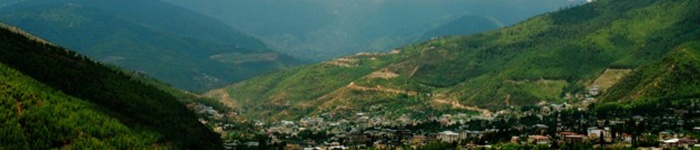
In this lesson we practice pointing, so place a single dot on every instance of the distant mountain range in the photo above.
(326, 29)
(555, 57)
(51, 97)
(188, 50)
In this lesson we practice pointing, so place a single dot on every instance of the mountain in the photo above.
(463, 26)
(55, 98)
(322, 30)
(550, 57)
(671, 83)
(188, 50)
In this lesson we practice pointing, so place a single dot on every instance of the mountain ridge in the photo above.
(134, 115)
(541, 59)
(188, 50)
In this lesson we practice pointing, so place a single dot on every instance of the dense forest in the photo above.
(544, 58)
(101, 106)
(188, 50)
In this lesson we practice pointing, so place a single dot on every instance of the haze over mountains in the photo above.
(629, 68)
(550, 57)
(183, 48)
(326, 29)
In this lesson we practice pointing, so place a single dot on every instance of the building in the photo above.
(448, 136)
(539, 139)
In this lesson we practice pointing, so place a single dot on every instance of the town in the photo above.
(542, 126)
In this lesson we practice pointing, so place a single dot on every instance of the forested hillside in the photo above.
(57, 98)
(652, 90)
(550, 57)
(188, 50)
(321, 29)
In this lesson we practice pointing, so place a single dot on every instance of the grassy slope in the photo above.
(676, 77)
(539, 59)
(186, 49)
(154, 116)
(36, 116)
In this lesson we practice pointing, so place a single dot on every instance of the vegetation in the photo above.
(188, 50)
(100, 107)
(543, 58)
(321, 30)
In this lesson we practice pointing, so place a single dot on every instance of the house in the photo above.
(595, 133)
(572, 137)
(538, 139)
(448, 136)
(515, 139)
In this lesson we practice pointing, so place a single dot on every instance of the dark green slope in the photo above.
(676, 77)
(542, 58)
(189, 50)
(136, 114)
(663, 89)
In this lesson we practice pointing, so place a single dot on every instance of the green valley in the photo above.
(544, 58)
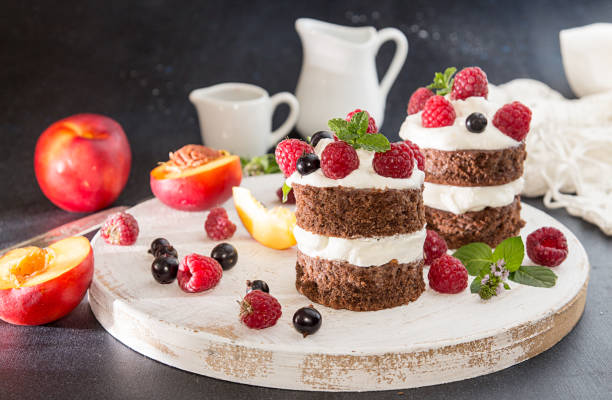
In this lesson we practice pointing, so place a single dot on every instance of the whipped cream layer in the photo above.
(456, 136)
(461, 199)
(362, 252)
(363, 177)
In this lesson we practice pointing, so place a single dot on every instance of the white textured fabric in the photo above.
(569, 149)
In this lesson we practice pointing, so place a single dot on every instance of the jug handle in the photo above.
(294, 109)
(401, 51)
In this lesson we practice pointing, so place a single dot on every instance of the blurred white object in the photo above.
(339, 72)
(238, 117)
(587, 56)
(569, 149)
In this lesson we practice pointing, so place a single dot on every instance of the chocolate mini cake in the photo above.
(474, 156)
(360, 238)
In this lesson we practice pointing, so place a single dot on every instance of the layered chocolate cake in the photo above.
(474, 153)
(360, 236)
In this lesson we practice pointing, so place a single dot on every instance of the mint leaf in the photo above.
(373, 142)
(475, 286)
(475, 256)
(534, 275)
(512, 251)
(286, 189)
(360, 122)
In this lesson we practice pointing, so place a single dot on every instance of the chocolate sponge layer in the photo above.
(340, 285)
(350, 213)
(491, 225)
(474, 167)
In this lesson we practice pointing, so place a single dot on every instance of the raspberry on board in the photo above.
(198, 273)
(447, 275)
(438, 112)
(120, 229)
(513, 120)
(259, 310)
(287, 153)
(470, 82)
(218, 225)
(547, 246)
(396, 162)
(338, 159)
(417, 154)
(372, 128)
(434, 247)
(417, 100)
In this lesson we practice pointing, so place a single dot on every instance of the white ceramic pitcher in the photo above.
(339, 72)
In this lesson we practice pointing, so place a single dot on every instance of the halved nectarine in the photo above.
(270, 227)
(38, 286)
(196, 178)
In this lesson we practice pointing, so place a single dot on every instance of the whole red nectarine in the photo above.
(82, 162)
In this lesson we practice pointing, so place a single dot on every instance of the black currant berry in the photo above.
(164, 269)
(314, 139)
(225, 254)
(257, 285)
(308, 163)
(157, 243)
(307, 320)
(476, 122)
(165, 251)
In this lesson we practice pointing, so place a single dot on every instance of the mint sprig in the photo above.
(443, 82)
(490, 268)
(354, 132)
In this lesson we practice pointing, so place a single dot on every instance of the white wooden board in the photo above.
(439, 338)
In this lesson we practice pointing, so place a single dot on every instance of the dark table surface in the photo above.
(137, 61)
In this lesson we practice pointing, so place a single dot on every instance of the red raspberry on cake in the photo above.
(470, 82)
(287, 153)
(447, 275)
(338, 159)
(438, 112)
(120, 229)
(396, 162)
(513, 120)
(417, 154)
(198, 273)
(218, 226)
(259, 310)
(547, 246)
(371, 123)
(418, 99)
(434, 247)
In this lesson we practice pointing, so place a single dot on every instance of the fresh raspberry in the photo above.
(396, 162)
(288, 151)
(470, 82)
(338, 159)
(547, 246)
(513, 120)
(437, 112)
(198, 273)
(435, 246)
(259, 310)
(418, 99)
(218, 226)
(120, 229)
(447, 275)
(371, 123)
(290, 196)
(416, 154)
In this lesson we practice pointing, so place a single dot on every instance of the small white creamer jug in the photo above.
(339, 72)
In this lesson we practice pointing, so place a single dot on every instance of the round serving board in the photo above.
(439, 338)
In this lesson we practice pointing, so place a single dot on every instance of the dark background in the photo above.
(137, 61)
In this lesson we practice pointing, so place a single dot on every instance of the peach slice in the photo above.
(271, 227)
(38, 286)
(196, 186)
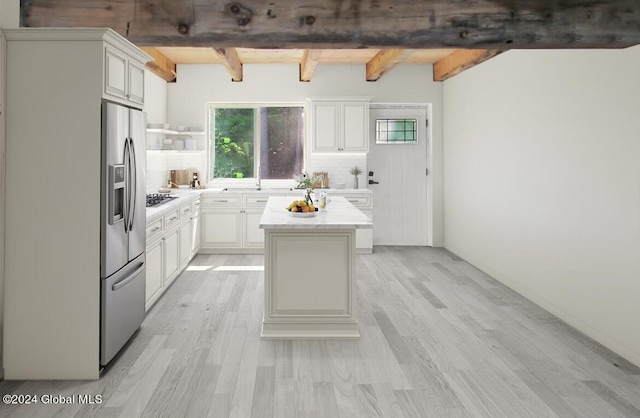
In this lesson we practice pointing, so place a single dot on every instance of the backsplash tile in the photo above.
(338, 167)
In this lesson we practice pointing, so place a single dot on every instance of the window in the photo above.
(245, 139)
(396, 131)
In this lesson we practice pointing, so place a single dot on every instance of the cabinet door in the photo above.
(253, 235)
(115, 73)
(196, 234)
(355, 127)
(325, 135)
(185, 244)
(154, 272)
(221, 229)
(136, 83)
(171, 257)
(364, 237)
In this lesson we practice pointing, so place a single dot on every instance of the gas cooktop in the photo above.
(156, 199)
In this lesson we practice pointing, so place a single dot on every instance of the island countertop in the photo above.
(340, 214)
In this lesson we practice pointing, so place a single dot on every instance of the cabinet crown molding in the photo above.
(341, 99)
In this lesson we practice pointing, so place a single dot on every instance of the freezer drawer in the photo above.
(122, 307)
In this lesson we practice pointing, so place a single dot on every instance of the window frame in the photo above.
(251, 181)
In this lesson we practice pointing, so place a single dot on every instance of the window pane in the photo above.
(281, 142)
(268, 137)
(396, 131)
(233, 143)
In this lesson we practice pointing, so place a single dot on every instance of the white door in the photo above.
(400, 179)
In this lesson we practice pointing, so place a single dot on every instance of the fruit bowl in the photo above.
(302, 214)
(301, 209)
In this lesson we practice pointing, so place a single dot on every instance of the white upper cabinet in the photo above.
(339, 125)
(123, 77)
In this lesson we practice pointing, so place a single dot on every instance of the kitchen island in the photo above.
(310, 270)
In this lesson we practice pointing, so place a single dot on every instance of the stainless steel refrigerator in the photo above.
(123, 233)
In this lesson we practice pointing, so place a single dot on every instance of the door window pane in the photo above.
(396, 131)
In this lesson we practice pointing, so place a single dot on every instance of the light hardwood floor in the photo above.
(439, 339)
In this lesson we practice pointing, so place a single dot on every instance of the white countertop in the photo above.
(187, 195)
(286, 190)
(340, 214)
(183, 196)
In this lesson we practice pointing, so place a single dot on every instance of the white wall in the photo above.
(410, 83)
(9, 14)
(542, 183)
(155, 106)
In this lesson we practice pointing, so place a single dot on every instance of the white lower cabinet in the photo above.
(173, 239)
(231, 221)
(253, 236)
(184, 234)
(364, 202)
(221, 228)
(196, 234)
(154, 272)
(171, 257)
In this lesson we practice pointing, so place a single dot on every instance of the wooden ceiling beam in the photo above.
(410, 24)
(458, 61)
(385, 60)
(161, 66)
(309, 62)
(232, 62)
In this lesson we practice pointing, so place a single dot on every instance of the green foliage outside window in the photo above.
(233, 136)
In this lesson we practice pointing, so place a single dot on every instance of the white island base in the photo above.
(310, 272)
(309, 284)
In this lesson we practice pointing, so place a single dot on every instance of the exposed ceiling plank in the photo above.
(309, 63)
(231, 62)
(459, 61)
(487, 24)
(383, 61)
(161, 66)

REQUIRED WORK
What do the lines from the one with "door window pane in the photo above." through the last line of the entries say? Print them word for word, both ends included, and nothing else.

SOLUTION BELOW
In this lesson we practice pointing, so place a single dot on every instance of the door window pane in the photo above.
(396, 131)
In this lesson we practice pointing, so place a single dot on every instance of the light hardwood floor in the photo above.
(439, 339)
In this lesson we practice pointing, so place a single dot on every instance of the white countertop in the photo above.
(187, 195)
(286, 190)
(340, 214)
(183, 196)
In this lesson we practice pointing, so place a single dot on every instance of the white wall in the photo above.
(410, 83)
(9, 14)
(542, 183)
(155, 106)
In this lesson we practice pointing, so place a single dot on every instance of the white lower cabinet in the photo above.
(173, 239)
(231, 221)
(253, 236)
(184, 234)
(364, 202)
(221, 228)
(196, 234)
(154, 272)
(171, 257)
In this lesson we practice pointing, so place a single dot on every instance of the wooden ceiling beam in the photo above.
(410, 24)
(458, 61)
(385, 60)
(161, 66)
(309, 62)
(232, 62)
In this lesson we practice pointing, so place a single dot on every instance of the green foliage outside window in the photo above.
(233, 136)
In this lesson we practice pointing, so place a single dot on every instance of the white island base in the photo above.
(310, 272)
(309, 284)
In this lesson we practice pointing, so place a single dot on every instance of the exposed ceiling plank in the photo above.
(309, 63)
(231, 62)
(459, 61)
(487, 24)
(383, 61)
(161, 66)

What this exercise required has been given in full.